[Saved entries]
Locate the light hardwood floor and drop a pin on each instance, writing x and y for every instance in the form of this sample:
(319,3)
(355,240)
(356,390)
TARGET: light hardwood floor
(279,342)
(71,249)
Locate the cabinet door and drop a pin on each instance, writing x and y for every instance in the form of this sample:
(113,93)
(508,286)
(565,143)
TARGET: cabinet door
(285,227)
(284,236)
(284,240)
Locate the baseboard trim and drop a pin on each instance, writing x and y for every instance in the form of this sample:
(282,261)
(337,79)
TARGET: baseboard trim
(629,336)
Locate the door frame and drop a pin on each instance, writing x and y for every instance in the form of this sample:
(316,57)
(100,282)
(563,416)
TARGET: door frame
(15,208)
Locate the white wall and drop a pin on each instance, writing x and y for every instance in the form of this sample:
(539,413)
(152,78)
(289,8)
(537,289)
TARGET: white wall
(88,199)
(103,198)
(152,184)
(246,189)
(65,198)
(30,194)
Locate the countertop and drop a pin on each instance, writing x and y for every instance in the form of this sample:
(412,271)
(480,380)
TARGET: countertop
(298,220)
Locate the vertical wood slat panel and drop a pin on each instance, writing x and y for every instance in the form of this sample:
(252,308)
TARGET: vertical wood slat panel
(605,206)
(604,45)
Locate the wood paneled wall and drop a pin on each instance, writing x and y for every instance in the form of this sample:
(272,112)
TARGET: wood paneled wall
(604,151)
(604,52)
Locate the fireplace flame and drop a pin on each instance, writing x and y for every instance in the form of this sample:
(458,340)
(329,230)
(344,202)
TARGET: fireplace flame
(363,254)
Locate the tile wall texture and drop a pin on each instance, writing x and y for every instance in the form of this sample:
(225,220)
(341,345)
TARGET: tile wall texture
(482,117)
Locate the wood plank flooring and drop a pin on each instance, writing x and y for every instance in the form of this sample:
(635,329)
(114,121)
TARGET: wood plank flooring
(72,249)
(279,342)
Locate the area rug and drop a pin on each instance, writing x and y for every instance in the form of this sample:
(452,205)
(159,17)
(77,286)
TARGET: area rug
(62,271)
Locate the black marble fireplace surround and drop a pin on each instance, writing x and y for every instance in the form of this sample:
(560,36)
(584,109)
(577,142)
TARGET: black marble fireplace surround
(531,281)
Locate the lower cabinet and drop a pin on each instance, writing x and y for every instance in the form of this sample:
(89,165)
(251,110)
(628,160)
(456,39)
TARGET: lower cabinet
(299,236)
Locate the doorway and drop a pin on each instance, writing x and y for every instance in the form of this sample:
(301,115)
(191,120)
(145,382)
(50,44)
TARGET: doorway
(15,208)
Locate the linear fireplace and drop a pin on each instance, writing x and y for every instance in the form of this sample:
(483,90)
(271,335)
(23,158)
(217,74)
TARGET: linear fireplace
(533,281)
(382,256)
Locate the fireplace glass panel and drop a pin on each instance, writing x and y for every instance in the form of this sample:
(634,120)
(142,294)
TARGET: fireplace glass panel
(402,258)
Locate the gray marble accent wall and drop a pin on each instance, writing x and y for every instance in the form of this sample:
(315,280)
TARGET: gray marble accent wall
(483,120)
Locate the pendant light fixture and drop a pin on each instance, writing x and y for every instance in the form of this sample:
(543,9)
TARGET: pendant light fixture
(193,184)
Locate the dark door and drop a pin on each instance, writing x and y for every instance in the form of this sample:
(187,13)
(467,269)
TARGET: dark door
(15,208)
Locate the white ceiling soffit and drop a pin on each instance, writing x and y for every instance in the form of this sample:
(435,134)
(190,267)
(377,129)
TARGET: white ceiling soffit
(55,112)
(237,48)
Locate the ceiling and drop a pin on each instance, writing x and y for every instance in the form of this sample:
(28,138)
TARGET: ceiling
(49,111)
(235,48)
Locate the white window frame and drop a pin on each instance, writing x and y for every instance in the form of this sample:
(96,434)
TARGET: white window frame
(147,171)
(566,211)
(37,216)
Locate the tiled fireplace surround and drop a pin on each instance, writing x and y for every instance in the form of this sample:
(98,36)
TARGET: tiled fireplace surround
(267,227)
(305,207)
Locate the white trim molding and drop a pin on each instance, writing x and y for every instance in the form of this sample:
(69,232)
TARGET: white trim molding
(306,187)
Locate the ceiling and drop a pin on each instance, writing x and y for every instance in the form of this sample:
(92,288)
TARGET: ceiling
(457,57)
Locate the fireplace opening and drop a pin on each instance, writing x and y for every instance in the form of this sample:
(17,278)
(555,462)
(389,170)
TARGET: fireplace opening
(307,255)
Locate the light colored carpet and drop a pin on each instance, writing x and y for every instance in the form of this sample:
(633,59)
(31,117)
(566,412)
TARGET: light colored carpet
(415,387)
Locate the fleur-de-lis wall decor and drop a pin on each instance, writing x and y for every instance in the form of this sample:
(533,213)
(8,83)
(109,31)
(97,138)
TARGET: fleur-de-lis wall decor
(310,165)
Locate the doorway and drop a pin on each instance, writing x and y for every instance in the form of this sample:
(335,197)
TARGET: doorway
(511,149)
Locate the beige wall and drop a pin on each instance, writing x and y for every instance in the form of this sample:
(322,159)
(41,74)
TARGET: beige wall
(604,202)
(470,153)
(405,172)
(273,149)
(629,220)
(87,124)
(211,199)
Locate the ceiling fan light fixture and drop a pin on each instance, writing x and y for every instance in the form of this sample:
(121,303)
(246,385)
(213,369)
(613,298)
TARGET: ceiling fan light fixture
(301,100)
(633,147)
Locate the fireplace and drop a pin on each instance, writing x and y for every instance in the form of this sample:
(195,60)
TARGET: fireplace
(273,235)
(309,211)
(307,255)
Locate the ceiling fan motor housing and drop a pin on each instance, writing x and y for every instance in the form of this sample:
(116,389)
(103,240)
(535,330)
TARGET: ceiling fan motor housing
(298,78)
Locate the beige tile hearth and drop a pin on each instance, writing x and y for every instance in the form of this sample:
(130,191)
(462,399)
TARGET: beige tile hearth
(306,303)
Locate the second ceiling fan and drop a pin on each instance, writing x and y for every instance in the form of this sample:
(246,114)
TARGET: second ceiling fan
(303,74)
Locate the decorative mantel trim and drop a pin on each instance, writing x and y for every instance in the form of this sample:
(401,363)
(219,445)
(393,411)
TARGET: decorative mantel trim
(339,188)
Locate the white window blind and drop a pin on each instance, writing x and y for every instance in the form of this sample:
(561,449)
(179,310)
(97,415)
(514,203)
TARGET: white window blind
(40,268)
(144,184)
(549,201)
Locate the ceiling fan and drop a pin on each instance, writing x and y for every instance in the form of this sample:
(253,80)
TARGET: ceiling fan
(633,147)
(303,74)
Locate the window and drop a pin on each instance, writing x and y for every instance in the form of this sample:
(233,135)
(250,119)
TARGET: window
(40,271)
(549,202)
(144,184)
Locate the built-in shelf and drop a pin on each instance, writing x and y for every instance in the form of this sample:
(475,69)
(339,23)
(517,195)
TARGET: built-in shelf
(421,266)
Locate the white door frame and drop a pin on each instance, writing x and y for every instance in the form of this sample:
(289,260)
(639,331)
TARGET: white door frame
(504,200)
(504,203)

§ WRITTEN TASK
Every entry needs to be retyped exactly.

§ RESULT FOR THIS TASK
Locate the light hardwood floor and drop a pin on each instance, writing x and y for every instance in the form of this sample:
(319,3)
(355,240)
(356,390)
TARGET: light hardwood floor
(279,342)
(71,249)
Locate the cabinet door and drop a pin on each instance, writing x and y for every instance in the form of this sample:
(113,93)
(508,286)
(565,143)
TARGET: cabinet door
(285,227)
(284,236)
(284,240)
Locate the baseboard trim and drop a pin on each instance, writing x and y for every instance in the form of this sample:
(282,261)
(337,79)
TARGET: baseboard trim
(629,336)
Locate the door frame and drop a pin on each instance, writing x and y for every instance in the form of this sample:
(316,57)
(100,282)
(563,416)
TARGET: door frame
(15,208)
Locate the white wall and drop a pin on each instance, writing x and y for every instance in the form of this sample:
(539,413)
(152,78)
(289,8)
(537,289)
TARGET: white wall
(88,199)
(103,198)
(152,184)
(246,189)
(65,198)
(30,194)
Locate the countertop and drop a pin on each instance, writing x and y for every instance in the form of this sample:
(412,271)
(480,380)
TARGET: countertop
(298,220)
Locate the vertical wood slat panel and drop a pin on each instance, writing x and y for every instance in the form of this sample:
(252,308)
TARGET: vertical wood slat panel
(605,206)
(604,45)
Locate the wood paneled wall and drop a pin on each instance, writing x and y for every instance in the form of this sample:
(272,112)
TARGET: wood paneled wall
(604,151)
(604,52)
Locate the fireplace flame and drop a pin on each instance, writing x and y for every instance in the form of this sample:
(458,340)
(329,230)
(344,202)
TARGET: fireplace flame
(363,254)
Locate the tile wall texture and drop a pin on each instance, writing x and y for every instance in the form of this sample:
(225,220)
(341,345)
TARGET: tile wall texture
(482,117)
Locate the wood plank flooring and drop a pin on each instance, writing x and y for every instance in the form of this sample:
(635,329)
(114,121)
TARGET: wood plank flooring
(72,249)
(279,342)
Locate the area rug and drop a pin on each instance, writing x and y for every instance in the form of this sample:
(452,205)
(159,17)
(77,286)
TARGET: area rug
(62,271)
Locate the black marble fireplace surround and drop a pin on each instance, writing x and y for every instance in the form of this sample:
(560,36)
(584,109)
(577,142)
TARGET: black marble fireplace surround
(531,281)
Locate the lower cabinet and drop a pin on each instance, writing x and y for every instance in the form of this sample:
(89,165)
(251,110)
(628,160)
(456,39)
TARGET: lower cabinet
(299,236)
Locate the doorway and drop a pin on each instance, writing x and y for every instance in the form of this sample:
(301,115)
(191,120)
(145,382)
(50,44)
TARGET: doorway
(15,208)
Locate the linear fireplace and drop a pin on each instance, writing x and y for every instance in the form of this sample:
(483,90)
(271,335)
(23,158)
(217,74)
TARGET: linear fireplace
(533,281)
(382,256)
Locate the fireplace glass panel and drop a pin on each instance, writing x and y for every instance in the form of this sample:
(634,120)
(142,294)
TARGET: fireplace glass panel
(402,258)
Locate the gray marble accent wall and drop a pin on each instance, writing x and y for every instance in the form of this sample:
(315,280)
TARGET: gray marble accent wall
(483,120)
Locate the pendant light fixture and drop a pin on each instance, writing x and y for every instance in the form of this sample:
(543,9)
TARGET: pendant light fixture
(193,184)
Locate the dark door and drop a pin on each instance, writing x and y for every instance in the form of this sample:
(187,13)
(467,269)
TARGET: dark door
(15,208)
Locate the white ceiling soffit and drop a pin on each instance, writing x and y for every instance in the form of this sample:
(435,134)
(190,267)
(377,129)
TARGET: white ceiling soffit
(55,112)
(237,48)
Locate the ceiling and drop a pin on each instance, writing x and y for every instance in the form of this sample:
(28,138)
TARGET: ceiling
(49,111)
(235,48)
Locate the white window frame and drop a pin on each instance, writing x and y for every instance in the form of this sample:
(96,434)
TARGET: white window frame
(147,171)
(566,211)
(37,216)
Locate the tiled fireplace surround and drop a pin on each instance, writing x and y for every instance in the form of this sample:
(98,36)
TARGET: tiled fireplace surround
(267,227)
(305,207)
Locate the white trim molding and drop a pin on each instance, writing x and y for every instance in the form of this sample:
(69,232)
TARGET: white trim molding
(306,187)
Locate the ceiling and drop a pin on each instance, writing x and y for every instance in the form of this sample:
(92,288)
TARGET: ceiling
(457,57)
Locate the fireplace opening and drop a pin on each instance, writing x and y for every instance in the form of this sample:
(17,278)
(555,462)
(389,170)
TARGET: fireplace opening
(307,255)
Locate the light colored carpet and drop a pin on each instance, writing x and y for every instance in the form of this sample:
(633,59)
(31,117)
(566,412)
TARGET: light colored carpet
(415,387)
Locate the fleur-de-lis wall decor and drop a pin on each instance, writing x and y for every instance in the form of this sample:
(533,213)
(8,83)
(109,31)
(97,138)
TARGET: fleur-de-lis wall decor
(310,165)
Locate the doorway and drop a pin on each instance, writing x and y for every instance in the form of this sample:
(335,197)
TARGET: doorway
(511,149)
Locate the beige wall and drop a pin on each instance, writing x and y for every instance in the form of this sample:
(322,159)
(41,74)
TARGET: beige wall
(604,202)
(470,153)
(405,172)
(273,149)
(629,220)
(87,124)
(211,199)
Locate the ceiling fan light fixture and drop a pin on each instance, writing x and y for every instance in the form of this sample:
(121,303)
(246,385)
(213,369)
(613,298)
TARGET: ceiling fan light fixture
(301,100)
(633,147)
Locate the fireplace and drop a pin on each instance, writing x and y for every instance in the form of this sample:
(195,60)
TARGET: fireplace
(273,235)
(309,211)
(307,255)
Locate the ceiling fan motor housing and drop a pin on each instance, writing x and y for every instance in the form of this sample:
(116,389)
(103,240)
(535,330)
TARGET: ceiling fan motor housing
(298,78)
Locate the beige tile hearth and drop a pin on each instance, writing x and y for every instance in the form of this sample:
(130,191)
(462,399)
TARGET: beige tile hearth
(306,303)
Locate the second ceiling fan and drop a pin on each instance, writing x and y for every instance in the form of this sample:
(246,114)
TARGET: second ceiling fan
(303,74)
Locate the decorative mantel trim and drop a pin on each instance, writing x and y for every instance in the form of this sample:
(401,363)
(219,445)
(393,411)
TARGET: decorative mantel trim
(339,188)
Locate the white window blind and drop a pin on each instance, writing x and y for every instance in the form of this sample:
(561,449)
(179,310)
(97,415)
(514,203)
TARGET: white window blind
(40,268)
(144,184)
(549,201)
Locate the ceiling fan and drop a pin on each instance, writing x and y for every instance in the form of this sample:
(253,80)
TARGET: ceiling fan
(633,147)
(303,74)
Locate the window and drop a pin on each instance, writing x and y for every instance in the form of this sample:
(233,135)
(250,119)
TARGET: window
(40,271)
(549,202)
(144,184)
Locate the built-in shelf and drop a pin on each instance, writing x and y for every instance in the form of this sample:
(475,69)
(339,23)
(517,195)
TARGET: built-in shelf
(421,266)
Locate the white door frame and drop a pin on each instance, writing x and y for every instance in the form of this sample:
(289,260)
(639,331)
TARGET: white door frame
(504,200)
(504,203)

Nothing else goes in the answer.